### Directive
Leave out any pictures and transcribe all other data below exactly.
** Begin Records for the exercise **
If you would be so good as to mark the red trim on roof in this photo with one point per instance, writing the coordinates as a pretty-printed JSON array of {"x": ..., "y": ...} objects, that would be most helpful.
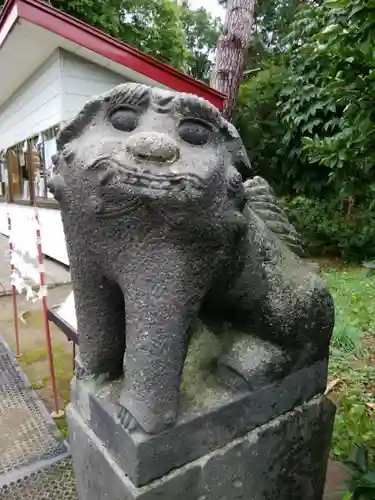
[{"x": 93, "y": 39}]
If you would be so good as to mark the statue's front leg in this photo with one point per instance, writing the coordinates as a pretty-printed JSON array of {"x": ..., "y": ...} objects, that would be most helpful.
[{"x": 160, "y": 307}]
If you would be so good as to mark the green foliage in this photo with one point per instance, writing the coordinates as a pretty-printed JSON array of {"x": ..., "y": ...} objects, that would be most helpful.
[
  {"x": 353, "y": 291},
  {"x": 202, "y": 31},
  {"x": 154, "y": 26},
  {"x": 257, "y": 121},
  {"x": 327, "y": 231},
  {"x": 361, "y": 482},
  {"x": 328, "y": 103}
]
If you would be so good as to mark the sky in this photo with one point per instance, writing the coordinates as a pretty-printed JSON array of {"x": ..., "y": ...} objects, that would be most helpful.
[{"x": 210, "y": 5}]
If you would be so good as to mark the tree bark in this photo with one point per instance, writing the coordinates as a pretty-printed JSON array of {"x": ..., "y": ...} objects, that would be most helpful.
[{"x": 231, "y": 51}]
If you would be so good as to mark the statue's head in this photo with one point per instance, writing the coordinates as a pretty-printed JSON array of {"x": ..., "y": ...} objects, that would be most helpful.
[{"x": 141, "y": 143}]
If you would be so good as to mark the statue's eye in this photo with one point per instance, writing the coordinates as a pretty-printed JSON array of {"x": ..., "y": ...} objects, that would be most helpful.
[
  {"x": 194, "y": 132},
  {"x": 124, "y": 119}
]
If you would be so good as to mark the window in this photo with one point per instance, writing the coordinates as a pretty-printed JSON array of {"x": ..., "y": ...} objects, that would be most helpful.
[{"x": 25, "y": 168}]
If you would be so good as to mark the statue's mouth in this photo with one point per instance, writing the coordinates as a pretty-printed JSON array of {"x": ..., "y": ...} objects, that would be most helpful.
[{"x": 122, "y": 188}]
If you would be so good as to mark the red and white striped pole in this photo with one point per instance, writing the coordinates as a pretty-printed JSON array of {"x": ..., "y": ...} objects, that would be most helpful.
[
  {"x": 56, "y": 413},
  {"x": 14, "y": 290}
]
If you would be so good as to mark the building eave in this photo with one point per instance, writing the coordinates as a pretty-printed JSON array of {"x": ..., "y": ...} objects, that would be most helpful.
[{"x": 105, "y": 46}]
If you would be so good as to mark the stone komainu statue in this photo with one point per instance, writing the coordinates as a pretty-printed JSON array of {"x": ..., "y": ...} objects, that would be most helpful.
[{"x": 161, "y": 229}]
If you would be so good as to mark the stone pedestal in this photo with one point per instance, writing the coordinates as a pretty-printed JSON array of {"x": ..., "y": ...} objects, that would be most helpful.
[{"x": 268, "y": 444}]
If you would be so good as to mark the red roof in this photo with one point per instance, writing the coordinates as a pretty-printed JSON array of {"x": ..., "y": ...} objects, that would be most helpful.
[{"x": 82, "y": 34}]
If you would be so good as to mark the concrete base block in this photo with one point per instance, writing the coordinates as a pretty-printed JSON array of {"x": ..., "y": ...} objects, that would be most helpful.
[{"x": 285, "y": 459}]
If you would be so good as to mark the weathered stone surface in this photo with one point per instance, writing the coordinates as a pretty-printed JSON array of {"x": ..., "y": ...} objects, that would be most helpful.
[
  {"x": 161, "y": 230},
  {"x": 199, "y": 430},
  {"x": 285, "y": 460}
]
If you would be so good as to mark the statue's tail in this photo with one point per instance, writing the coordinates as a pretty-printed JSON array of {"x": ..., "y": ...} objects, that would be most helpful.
[{"x": 262, "y": 200}]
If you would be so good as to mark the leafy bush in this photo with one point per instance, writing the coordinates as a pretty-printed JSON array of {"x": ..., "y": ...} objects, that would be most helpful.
[
  {"x": 328, "y": 102},
  {"x": 326, "y": 231},
  {"x": 261, "y": 130},
  {"x": 361, "y": 482}
]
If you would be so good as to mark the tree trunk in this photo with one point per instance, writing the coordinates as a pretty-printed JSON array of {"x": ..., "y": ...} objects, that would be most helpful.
[{"x": 231, "y": 51}]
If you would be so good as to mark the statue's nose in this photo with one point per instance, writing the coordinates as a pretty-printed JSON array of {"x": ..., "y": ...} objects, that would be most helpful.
[{"x": 153, "y": 146}]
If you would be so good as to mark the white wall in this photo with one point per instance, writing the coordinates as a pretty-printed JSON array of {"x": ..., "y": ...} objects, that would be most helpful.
[
  {"x": 34, "y": 107},
  {"x": 81, "y": 79},
  {"x": 54, "y": 94},
  {"x": 52, "y": 232}
]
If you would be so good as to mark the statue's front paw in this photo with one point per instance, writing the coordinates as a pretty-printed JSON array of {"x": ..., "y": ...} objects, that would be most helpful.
[{"x": 127, "y": 421}]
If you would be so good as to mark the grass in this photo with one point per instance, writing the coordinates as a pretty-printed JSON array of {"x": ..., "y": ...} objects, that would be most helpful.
[{"x": 352, "y": 362}]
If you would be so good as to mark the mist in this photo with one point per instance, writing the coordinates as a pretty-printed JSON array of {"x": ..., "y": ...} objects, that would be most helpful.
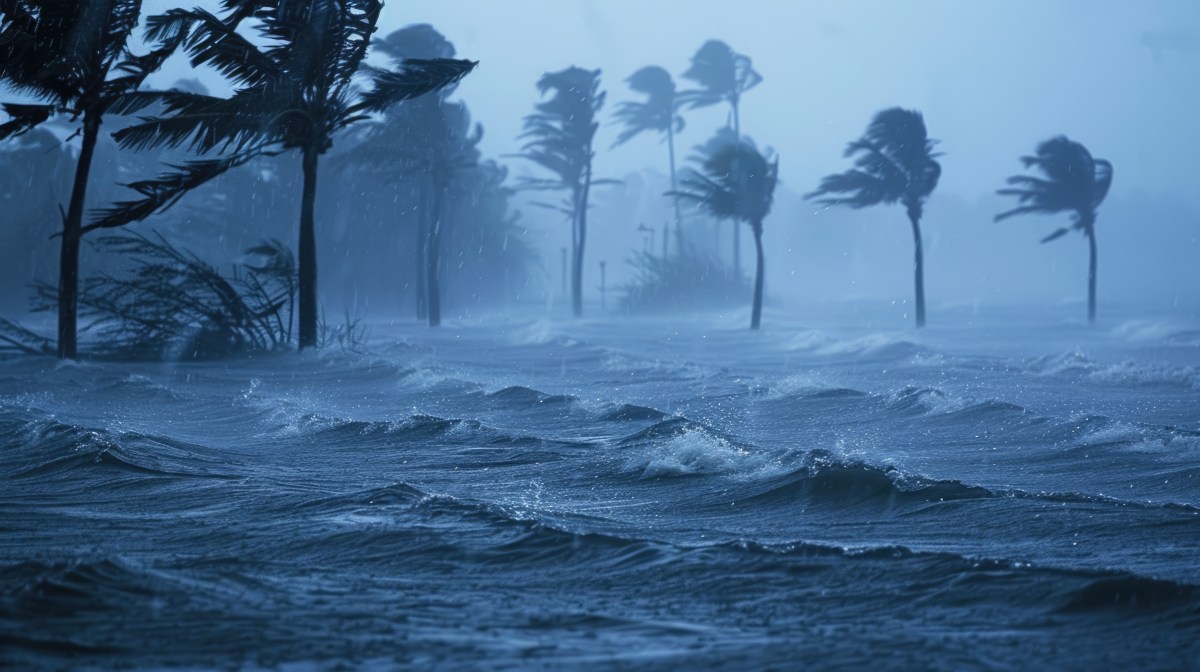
[{"x": 599, "y": 334}]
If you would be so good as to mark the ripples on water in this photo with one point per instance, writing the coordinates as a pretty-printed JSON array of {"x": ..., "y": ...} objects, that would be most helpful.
[{"x": 544, "y": 495}]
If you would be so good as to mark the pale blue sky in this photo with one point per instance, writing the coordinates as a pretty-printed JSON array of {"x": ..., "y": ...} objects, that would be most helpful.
[{"x": 993, "y": 77}]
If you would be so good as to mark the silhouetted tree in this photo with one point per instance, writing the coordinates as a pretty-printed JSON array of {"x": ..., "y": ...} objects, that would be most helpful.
[
  {"x": 293, "y": 94},
  {"x": 561, "y": 136},
  {"x": 455, "y": 151},
  {"x": 660, "y": 113},
  {"x": 895, "y": 163},
  {"x": 418, "y": 120},
  {"x": 723, "y": 76},
  {"x": 72, "y": 57},
  {"x": 1074, "y": 181},
  {"x": 737, "y": 183},
  {"x": 169, "y": 304}
]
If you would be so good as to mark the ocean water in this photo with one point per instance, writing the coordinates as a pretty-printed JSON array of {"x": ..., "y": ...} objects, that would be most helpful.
[{"x": 1003, "y": 491}]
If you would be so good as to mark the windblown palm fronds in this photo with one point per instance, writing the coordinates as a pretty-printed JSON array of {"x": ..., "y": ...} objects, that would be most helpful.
[
  {"x": 736, "y": 181},
  {"x": 894, "y": 162},
  {"x": 1073, "y": 183},
  {"x": 559, "y": 137},
  {"x": 295, "y": 89}
]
** End Records for the exercise **
### Completed task
If you would be so good as to mark the red trim on roof in this photo with one point per instance, writing the coordinates as a pretty-printed JSON array of {"x": ..., "y": ...} objects, that would be most helpful.
[{"x": 93, "y": 39}]
If you would be so good as to mark the statue's front leg in this photo with one point per instance, writing the coordinates as a pretty-printed JSON array of {"x": ..., "y": ...} objects, that would be most helpful.
[{"x": 160, "y": 307}]
If you would be so good as to mark the green foliage in this photo with one point per instance, writing the coordinates as a pretty-printed JSON array of {"x": ..., "y": ...} objects, that would be most helpful.
[
  {"x": 353, "y": 291},
  {"x": 202, "y": 31},
  {"x": 154, "y": 26},
  {"x": 257, "y": 121},
  {"x": 327, "y": 231},
  {"x": 361, "y": 482},
  {"x": 328, "y": 103}
]
If you would be so good as to mark the sky in this photo with one point per instance, writing the coordinates as a pretty-printed JSON array of {"x": ..., "y": ...} objects, that would be most helpful.
[{"x": 210, "y": 5}]
If you would be so good as to mark the tree bark in this photo with one point per instance, writing the coordinates as a pretty-printed JSON array of {"x": ..., "y": ...} objects, that would be most helpful.
[{"x": 231, "y": 51}]
If you would be so good as to mark the statue's head in this photo with one point per instance, writing the coordinates as a pretty-printed JSON array of {"x": ..., "y": ...} objects, that would be most helpful.
[{"x": 141, "y": 143}]
If you would be so good as to mark the statue's eye in this photo with one point per instance, writing the coordinates as a pretty-printed JSON array of {"x": ..., "y": ...} objects, that would be most helpful.
[
  {"x": 194, "y": 132},
  {"x": 124, "y": 119}
]
If you would be so good as to mark the window in this photo with one point per instance, writing the coordinates as a pretty-printed JSON array of {"x": ..., "y": ...} objects, that would be most helpful.
[{"x": 25, "y": 168}]
If you would be so good as to mark the statue's mouth in this photo with one point per instance, writing the coordinates as a pretty-printed JSON array of {"x": ..., "y": ...} objects, that would be most helpful.
[{"x": 122, "y": 188}]
If you would be so good as to mark the red and white striped pole in this photo with one point per instance, writing the coordinates as a pretty-printed JSON array of {"x": ..., "y": ...} objects, that would be most helpful.
[
  {"x": 56, "y": 413},
  {"x": 14, "y": 290}
]
If you would be so good as to mark the building eave in this photo with one point per instance, writing the coordinates as a pretty-printed JSON array of {"x": ..., "y": ...} objects, that would be most helpful.
[{"x": 105, "y": 46}]
If you would be so good as to mark the stone komainu statue in this photo with one point per instance, writing the coordinates as a pretty-printed JSON array of {"x": ..., "y": ...} objects, that would be most helpful.
[{"x": 161, "y": 229}]
If you would be so good as to mark the stone pedestal in this photo with one point per instance, writing the coordinates as a pretty-printed JSON array of {"x": ..., "y": ...} objects, that would be most helpful.
[{"x": 268, "y": 444}]
If you would be so good as to mark the red roof in this photo with one point per instance, writing the coordinates as a pretty-printed JSON array of {"x": ..., "y": ...} objects, that would be most helpful.
[{"x": 82, "y": 34}]
If you would be so good as to mark the concrete base block in this photo with one point per instance, writing the coordinates as a pretty-printed JSON array of {"x": ..., "y": ...} objects, that would be most helpful.
[{"x": 285, "y": 459}]
If you would be so good as to mark the weathered stone surface in this photo with one point per instance, writing the coordinates as a pretty-printed JSON array of {"x": ..., "y": ...} objects, that would be most helpful.
[
  {"x": 161, "y": 230},
  {"x": 199, "y": 430},
  {"x": 285, "y": 460}
]
If you would be so good as to mark the statue's tail in this photo with one point per instance, writing the coordinates as a pretty-printed JSON array of {"x": ..., "y": ...} objects, that would be most helpful.
[{"x": 262, "y": 200}]
If you would be so good as to mark the leafy bush in this photo with one point per instance, writing the coordinates as a pretty-printed JSON array of {"x": ..., "y": ...} objects, that would be most helpful.
[
  {"x": 328, "y": 102},
  {"x": 326, "y": 231},
  {"x": 261, "y": 130},
  {"x": 361, "y": 482}
]
If you would be so good as to mark the tree trunk in this photo with one point per instance, writing the coordinates as a pretty-printed JSON array of {"x": ..., "y": ...} objects, that would be most helpful.
[{"x": 231, "y": 51}]
If you would be so good as to mark the statue's nose in this photo with one point per instance, writing the coordinates as a pretty-printed JSON array of {"x": ..., "y": ...} objects, that would be most helpful.
[{"x": 153, "y": 146}]
If you would be so good as to mark the white wall in this photo with one point per instance, writing the coordinates as a pretty-printed JSON array of {"x": ..., "y": ...} objects, that would be most helpful.
[
  {"x": 34, "y": 107},
  {"x": 81, "y": 79},
  {"x": 54, "y": 94},
  {"x": 52, "y": 232}
]
If you would be so good as to mark the statue's front paw in this photo with one point per instance, writing the coordinates as a pretty-printed JSON array of {"x": ..., "y": ...} objects, that would be most helpful.
[{"x": 127, "y": 421}]
If you would be so good as to mark the grass in this photo with one point per instance, writing the coordinates as a pretty-printed JSON array of {"x": ..., "y": ...} objects, that would be most helpful.
[{"x": 352, "y": 362}]
If you would be so good as to mark the mist in this photo with one point per instance, writing the coordinates as a pretty-printed JSON array of {"x": ..., "y": ...} objects, that would be most helpful.
[{"x": 599, "y": 334}]
If you would be so good as to mark the ripples on water in this photo with one point per instance, writing the coordinates as a pretty-printed JSON array of {"x": ..., "y": ...} objects, that would be most helpful.
[{"x": 544, "y": 495}]
If you would be so good as to mark the pale blue sky in this photo with one point per instance, writing the coordinates as a pretty-printed JSON array of {"x": ..., "y": ...} objects, that would be most helpful.
[{"x": 993, "y": 77}]
If you would be so good as to mark the silhouetted tree in this photo with one point per instance, writing the coordinates as a pretty-printed JSON array of {"x": ..., "y": ...} objects, that would be most helpful.
[
  {"x": 293, "y": 94},
  {"x": 561, "y": 136},
  {"x": 455, "y": 151},
  {"x": 660, "y": 113},
  {"x": 895, "y": 163},
  {"x": 418, "y": 120},
  {"x": 723, "y": 76},
  {"x": 72, "y": 57},
  {"x": 1074, "y": 181},
  {"x": 737, "y": 183},
  {"x": 169, "y": 304}
]
If you would be so good as to mark the ocean water in this photo with one point per instance, writing the coordinates as a pretty-printed JSON array of {"x": ..., "y": ...} objects, that would be most helpful.
[{"x": 1003, "y": 491}]
If you would be so good as to mark the windblown palm fronds in this photo with one point per instance, writing the coordinates as a pretty-printed JSON array of {"x": ..., "y": ...} objects, that would be most helpful.
[
  {"x": 736, "y": 181},
  {"x": 894, "y": 162},
  {"x": 1073, "y": 183},
  {"x": 559, "y": 137},
  {"x": 295, "y": 89}
]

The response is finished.